**Exercise instructions:** Update the material starting with the line with "Target: tree" and going on through the line with "56], [62, 48]]", replacing "outline" with "boundary" and leaving everything else unchanged. Give only those lines.

**Input for this task:**
++++++++++

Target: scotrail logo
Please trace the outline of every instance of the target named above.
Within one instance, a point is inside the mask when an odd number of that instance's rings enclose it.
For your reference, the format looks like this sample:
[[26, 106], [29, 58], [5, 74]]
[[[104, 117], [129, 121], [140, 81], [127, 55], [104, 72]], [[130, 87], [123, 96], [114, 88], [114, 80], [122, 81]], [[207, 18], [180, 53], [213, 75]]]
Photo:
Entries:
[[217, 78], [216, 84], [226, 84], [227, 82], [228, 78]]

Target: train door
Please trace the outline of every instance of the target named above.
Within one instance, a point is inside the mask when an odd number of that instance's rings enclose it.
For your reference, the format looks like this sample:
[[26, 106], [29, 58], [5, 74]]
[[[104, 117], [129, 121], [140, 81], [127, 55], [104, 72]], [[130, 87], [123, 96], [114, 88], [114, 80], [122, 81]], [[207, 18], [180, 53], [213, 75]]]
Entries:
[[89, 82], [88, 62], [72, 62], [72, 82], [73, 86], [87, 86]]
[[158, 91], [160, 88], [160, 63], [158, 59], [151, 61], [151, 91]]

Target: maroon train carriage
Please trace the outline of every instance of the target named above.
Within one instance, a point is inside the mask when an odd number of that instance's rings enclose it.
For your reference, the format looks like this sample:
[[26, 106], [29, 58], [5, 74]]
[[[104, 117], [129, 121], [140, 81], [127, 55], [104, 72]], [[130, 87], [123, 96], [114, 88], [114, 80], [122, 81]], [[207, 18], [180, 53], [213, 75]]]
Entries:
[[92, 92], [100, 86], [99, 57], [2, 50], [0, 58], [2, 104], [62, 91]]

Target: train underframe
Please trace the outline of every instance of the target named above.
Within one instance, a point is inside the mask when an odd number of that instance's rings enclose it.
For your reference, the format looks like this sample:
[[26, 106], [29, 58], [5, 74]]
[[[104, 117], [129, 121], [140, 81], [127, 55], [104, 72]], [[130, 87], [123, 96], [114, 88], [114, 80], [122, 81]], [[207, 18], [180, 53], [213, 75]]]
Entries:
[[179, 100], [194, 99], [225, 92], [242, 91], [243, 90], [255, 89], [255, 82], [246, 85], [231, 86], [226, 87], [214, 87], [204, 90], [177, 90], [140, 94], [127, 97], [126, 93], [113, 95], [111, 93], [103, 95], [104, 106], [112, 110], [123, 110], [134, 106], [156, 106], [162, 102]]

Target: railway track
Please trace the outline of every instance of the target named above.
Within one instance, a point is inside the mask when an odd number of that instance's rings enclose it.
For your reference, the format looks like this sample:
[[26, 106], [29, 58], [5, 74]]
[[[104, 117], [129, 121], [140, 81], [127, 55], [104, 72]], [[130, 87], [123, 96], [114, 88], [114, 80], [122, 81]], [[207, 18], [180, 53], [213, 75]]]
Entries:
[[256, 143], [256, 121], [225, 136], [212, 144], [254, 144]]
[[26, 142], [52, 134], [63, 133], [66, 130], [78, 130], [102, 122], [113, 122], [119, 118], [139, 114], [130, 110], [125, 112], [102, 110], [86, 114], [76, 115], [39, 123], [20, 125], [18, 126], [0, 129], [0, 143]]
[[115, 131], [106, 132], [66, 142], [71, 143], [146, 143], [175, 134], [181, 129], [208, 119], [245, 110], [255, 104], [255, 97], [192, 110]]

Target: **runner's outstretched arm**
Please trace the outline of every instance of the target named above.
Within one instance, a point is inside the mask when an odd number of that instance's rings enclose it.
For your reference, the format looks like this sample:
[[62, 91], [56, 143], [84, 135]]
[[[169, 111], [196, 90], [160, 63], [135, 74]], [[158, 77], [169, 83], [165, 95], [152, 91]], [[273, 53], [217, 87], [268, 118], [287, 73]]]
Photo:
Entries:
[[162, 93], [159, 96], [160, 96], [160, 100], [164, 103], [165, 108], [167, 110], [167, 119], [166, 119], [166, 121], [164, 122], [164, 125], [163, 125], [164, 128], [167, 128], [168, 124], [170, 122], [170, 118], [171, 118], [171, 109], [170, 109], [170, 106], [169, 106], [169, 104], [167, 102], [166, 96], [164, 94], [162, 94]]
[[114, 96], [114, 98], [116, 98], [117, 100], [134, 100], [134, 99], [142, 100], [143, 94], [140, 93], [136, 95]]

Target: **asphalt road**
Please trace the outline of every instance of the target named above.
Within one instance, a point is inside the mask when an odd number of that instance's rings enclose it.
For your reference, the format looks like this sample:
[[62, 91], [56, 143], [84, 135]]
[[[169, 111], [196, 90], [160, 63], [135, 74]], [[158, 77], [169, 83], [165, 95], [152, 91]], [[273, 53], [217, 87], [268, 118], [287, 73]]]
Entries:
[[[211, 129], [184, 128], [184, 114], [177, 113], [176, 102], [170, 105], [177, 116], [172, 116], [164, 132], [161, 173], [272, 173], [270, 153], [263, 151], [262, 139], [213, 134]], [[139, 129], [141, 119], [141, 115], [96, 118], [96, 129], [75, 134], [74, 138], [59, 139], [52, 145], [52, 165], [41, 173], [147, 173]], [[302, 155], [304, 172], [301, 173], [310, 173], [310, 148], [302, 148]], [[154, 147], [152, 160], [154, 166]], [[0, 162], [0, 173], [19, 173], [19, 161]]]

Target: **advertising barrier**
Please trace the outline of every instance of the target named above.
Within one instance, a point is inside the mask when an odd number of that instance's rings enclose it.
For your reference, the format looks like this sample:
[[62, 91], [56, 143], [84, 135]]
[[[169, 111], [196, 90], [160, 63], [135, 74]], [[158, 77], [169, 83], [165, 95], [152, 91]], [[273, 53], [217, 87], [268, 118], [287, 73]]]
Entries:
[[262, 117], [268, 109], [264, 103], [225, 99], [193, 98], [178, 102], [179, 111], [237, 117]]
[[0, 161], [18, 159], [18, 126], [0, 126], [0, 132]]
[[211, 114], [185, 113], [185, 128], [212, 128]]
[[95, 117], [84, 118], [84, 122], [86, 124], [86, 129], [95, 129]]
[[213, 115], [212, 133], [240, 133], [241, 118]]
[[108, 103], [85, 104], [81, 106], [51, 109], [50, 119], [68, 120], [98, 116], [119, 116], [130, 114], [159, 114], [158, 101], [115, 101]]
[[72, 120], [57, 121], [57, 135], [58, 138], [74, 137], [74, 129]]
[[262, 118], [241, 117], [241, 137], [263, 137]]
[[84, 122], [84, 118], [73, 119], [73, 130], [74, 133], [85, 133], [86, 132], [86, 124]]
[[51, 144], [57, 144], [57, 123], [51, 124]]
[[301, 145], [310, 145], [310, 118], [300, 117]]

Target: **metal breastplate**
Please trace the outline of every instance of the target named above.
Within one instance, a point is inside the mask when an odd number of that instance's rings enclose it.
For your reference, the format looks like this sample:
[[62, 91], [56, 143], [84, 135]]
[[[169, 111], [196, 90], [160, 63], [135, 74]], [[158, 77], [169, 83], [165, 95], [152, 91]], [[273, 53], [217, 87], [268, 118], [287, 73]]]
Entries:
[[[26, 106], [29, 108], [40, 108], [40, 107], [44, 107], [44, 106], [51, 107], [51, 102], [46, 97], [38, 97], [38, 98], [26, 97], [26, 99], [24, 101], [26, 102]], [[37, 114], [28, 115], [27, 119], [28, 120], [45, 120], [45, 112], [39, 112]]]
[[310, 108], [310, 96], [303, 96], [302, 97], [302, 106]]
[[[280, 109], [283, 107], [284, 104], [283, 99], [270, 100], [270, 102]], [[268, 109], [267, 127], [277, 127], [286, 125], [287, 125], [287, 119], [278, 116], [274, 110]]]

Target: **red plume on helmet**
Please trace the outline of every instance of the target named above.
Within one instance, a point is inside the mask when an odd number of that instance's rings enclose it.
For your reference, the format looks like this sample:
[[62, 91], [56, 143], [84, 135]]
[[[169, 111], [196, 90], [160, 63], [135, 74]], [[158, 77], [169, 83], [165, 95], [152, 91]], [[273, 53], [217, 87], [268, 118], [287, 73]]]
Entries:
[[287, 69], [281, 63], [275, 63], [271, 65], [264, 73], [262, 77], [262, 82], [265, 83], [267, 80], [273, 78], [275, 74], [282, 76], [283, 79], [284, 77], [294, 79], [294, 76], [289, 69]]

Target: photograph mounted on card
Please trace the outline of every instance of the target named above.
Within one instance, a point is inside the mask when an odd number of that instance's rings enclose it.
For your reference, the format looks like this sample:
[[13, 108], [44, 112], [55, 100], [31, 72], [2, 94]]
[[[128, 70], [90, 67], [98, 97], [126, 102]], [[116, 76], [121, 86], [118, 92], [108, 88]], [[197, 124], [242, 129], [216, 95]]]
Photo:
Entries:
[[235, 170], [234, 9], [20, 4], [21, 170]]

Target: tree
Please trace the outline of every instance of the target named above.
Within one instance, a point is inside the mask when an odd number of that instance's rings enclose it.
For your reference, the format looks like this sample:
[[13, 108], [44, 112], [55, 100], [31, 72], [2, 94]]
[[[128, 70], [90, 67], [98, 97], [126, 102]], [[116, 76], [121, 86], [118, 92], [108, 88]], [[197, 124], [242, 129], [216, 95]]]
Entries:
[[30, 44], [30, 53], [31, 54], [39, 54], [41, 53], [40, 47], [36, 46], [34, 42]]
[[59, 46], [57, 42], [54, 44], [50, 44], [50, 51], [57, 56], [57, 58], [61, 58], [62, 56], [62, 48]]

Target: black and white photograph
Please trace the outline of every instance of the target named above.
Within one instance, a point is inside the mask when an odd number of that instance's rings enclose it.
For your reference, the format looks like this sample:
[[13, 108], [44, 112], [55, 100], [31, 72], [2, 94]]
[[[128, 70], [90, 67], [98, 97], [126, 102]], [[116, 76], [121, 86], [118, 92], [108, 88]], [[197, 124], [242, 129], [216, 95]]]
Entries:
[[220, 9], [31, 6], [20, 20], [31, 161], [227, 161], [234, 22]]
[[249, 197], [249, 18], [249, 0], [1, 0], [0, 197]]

++++++++++

**Complete response:**
Target: tree
Please trace the boundary of every instance of the target named above.
Within one instance, a point is inside the mask when an odd number of that instance's rings enclose it.
For your reference, the format looks like this sample:
[[13, 108], [44, 112], [55, 100], [31, 72], [2, 94]]
[[[128, 70], [90, 67], [98, 97], [126, 102]], [[116, 76], [121, 86], [118, 92], [108, 88]], [[197, 124], [242, 129], [216, 95]]]
Entries:
[[30, 44], [30, 53], [31, 54], [39, 54], [41, 53], [40, 47], [36, 46], [34, 42]]
[[59, 46], [57, 42], [54, 44], [50, 44], [50, 51], [57, 56], [57, 58], [61, 58], [62, 56], [62, 48]]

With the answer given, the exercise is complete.